#### [YOUR OBJECTIVE]
Copy word for word the lines from the one containing "Return an outline for every instance of the long" through the end of the rows.

#### [TASK INPUTS]
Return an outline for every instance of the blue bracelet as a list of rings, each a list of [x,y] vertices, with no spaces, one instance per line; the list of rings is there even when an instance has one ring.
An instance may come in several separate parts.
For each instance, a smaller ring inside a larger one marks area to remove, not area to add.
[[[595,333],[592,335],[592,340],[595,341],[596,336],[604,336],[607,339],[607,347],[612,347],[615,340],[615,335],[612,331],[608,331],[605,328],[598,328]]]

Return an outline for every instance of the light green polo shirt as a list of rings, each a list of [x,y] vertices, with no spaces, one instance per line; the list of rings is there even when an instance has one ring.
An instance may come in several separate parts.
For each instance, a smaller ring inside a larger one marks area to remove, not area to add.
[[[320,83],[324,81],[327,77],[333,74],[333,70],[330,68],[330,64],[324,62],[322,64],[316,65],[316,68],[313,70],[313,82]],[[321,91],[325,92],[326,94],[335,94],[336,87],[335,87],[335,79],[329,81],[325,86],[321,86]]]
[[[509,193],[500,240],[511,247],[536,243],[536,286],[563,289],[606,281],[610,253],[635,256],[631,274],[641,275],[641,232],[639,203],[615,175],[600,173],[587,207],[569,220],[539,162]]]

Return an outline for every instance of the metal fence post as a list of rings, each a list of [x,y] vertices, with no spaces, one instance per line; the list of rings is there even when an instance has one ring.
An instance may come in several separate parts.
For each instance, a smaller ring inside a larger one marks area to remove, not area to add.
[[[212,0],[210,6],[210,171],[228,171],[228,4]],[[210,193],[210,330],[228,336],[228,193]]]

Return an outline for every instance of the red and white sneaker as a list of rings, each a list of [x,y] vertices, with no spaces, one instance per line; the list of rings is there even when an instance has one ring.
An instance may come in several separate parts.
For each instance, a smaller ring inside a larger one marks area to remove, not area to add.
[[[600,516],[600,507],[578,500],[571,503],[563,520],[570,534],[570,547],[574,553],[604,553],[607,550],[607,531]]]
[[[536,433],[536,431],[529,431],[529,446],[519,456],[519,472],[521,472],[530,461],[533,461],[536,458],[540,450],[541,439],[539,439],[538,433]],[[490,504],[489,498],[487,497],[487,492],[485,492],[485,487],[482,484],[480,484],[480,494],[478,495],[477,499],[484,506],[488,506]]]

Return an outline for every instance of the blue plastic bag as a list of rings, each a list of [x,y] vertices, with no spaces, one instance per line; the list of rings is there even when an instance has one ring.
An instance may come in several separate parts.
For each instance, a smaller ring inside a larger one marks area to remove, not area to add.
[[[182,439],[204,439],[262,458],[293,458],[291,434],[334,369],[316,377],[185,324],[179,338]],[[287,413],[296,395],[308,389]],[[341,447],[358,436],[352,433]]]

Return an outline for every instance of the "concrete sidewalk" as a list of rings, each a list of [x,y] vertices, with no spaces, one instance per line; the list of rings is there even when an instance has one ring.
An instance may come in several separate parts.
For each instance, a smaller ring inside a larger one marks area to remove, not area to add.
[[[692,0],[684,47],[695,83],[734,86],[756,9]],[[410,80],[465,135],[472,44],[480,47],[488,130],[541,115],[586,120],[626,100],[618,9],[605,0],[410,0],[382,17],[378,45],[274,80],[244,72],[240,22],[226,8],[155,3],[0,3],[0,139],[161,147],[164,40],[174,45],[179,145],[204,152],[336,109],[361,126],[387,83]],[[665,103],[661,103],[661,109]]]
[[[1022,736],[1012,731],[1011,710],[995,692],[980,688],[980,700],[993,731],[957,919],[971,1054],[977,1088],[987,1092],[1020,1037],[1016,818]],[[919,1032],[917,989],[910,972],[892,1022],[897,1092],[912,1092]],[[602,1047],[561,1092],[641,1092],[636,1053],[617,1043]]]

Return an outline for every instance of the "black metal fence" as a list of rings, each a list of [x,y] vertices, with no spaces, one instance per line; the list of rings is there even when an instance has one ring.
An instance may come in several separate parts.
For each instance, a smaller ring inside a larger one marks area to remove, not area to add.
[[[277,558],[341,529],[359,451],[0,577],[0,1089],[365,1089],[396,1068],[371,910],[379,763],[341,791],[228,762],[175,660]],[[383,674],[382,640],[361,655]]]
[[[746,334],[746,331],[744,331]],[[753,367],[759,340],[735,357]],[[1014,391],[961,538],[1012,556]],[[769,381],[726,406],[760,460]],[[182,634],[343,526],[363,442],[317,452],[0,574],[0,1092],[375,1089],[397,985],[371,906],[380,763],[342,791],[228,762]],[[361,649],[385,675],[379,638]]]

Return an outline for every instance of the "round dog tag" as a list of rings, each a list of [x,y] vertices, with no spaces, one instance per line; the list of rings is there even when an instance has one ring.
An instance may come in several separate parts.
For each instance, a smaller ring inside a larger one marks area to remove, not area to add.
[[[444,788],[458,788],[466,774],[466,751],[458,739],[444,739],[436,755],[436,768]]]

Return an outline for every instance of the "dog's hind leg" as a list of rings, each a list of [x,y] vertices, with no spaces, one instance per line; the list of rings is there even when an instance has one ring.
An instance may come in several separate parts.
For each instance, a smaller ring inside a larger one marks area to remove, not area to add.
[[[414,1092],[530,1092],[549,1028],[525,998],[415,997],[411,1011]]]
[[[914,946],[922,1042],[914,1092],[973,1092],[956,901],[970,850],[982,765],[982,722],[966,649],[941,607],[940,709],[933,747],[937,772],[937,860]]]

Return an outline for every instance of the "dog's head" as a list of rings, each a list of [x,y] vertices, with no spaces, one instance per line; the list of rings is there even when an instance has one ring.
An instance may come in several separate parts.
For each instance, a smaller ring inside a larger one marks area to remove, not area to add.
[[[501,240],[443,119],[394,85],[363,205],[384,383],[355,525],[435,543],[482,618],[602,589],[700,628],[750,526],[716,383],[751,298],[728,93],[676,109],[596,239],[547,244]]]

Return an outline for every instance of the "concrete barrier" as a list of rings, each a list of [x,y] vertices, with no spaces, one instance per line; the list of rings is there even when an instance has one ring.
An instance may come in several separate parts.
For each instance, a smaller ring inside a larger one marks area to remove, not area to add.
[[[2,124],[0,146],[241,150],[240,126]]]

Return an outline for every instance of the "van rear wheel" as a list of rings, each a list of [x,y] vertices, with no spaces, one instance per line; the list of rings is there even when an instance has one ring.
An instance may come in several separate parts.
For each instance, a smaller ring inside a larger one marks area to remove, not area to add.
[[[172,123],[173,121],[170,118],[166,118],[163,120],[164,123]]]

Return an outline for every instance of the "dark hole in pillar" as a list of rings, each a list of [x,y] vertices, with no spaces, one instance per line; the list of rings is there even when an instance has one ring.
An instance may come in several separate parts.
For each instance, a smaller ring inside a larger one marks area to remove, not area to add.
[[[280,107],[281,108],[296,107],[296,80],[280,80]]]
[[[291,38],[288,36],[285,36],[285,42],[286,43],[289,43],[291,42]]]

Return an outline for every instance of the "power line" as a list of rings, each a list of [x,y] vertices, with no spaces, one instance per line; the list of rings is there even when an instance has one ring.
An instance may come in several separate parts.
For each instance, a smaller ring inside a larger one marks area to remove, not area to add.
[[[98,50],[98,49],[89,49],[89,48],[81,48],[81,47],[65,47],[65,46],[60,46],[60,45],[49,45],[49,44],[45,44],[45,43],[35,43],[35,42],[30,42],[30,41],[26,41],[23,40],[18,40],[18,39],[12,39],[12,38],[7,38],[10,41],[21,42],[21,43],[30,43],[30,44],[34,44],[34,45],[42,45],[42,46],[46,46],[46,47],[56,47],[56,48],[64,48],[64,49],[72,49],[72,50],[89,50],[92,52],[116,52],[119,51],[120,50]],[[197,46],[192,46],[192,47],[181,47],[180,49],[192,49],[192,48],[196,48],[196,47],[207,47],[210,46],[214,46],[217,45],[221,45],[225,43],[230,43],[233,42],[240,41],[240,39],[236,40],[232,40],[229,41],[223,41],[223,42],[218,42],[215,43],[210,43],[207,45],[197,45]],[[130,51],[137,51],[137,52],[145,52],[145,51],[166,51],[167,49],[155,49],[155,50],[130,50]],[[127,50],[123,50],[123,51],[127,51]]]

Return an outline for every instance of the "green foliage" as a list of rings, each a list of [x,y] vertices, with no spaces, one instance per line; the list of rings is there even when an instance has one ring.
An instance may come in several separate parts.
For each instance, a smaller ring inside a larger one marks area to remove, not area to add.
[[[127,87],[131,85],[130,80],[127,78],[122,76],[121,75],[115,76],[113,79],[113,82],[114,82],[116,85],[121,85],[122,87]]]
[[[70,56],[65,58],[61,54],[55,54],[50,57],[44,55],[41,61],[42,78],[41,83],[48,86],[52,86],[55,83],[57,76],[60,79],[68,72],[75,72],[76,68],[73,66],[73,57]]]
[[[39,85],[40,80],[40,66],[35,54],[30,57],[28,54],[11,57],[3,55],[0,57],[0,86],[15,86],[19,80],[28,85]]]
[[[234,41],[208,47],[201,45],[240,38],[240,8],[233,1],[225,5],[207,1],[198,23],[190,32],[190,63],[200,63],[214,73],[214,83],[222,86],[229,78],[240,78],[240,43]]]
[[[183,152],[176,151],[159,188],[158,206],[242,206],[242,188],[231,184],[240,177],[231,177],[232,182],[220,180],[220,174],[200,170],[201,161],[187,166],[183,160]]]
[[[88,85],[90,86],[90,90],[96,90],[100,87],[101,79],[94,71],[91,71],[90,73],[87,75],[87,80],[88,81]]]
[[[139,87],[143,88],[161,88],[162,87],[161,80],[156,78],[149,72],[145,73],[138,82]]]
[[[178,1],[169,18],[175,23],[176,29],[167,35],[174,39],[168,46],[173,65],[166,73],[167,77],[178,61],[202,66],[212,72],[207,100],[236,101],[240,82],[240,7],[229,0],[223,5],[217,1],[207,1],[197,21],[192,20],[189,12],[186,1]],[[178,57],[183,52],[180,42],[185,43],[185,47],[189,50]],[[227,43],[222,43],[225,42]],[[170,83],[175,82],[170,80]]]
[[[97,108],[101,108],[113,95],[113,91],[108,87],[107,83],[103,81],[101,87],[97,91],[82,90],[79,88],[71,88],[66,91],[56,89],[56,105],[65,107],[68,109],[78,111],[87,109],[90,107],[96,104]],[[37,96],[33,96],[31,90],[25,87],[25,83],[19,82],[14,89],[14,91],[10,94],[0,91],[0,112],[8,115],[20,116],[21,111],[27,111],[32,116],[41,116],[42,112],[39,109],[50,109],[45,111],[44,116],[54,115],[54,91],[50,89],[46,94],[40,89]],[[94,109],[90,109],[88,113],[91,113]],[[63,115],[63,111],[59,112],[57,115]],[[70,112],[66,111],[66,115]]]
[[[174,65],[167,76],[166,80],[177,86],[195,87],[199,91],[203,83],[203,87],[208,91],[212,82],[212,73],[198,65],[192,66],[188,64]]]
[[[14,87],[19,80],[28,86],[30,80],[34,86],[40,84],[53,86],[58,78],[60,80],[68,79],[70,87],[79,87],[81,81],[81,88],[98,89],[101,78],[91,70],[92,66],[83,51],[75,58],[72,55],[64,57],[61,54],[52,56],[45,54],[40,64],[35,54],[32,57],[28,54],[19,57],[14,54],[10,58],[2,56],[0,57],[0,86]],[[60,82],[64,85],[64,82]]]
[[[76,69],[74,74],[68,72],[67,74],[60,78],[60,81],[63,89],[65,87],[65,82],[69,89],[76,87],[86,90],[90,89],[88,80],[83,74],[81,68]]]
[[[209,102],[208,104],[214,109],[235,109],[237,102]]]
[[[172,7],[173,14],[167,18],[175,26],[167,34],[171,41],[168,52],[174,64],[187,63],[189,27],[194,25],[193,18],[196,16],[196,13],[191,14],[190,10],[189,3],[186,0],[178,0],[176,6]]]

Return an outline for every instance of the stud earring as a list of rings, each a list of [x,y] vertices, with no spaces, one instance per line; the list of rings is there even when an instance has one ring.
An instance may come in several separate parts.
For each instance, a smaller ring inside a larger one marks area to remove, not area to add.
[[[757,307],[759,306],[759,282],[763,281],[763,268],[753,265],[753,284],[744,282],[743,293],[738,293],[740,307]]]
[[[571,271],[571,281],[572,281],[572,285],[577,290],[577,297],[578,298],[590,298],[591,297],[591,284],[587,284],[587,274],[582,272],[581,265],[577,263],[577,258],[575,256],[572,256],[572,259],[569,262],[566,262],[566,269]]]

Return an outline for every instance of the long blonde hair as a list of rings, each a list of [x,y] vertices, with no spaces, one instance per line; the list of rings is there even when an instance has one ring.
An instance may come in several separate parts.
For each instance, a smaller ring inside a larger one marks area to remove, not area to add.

#### [ANSWER TO THIS PROBLEM]
Return an outline for every instance of the long blonde hair as a list of rings, each a list of [x,y] vertices, with no spaces, one instance per line; the list of rings is there even when an instance has one ring.
An instance may come in several separate parts.
For each instance, a smaller ring inside a larger one marks area to remove, not area to add.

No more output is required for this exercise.